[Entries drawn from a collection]
— START —
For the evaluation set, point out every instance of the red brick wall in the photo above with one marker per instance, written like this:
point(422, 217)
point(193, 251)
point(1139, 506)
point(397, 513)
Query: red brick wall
— END —
Direction
Reproduce all of the material above line for line, changing nothing.

Full response
For the evaluation set, point out every instance of the red brick wall in the photo above with one marker per instance, written like this:
point(422, 217)
point(193, 251)
point(1139, 506)
point(397, 513)
Query: red brick wall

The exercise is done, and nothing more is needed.